Task requirements — Your task is to copy the data exactly while leaving out every picture.

Excerpted data —
::::

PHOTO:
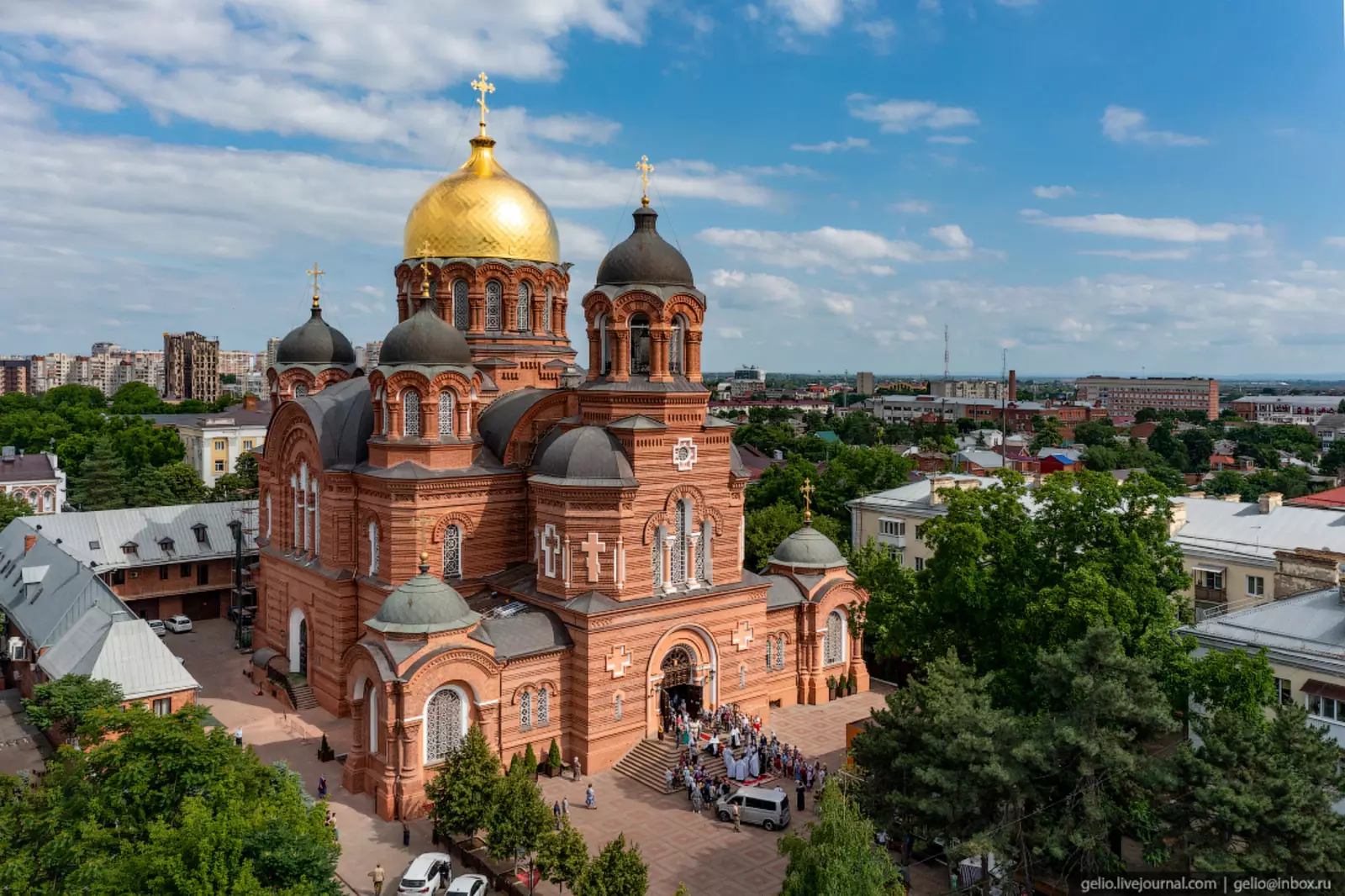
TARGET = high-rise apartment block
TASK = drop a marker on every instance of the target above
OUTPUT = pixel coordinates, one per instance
(1129, 394)
(192, 366)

::::

Solution to this task —
PHOTO:
TARGET = high-rise apartment block
TASK = drop a marker on every instance of the target above
OUTPUT = pixel coordinates, one per instance
(1129, 394)
(192, 366)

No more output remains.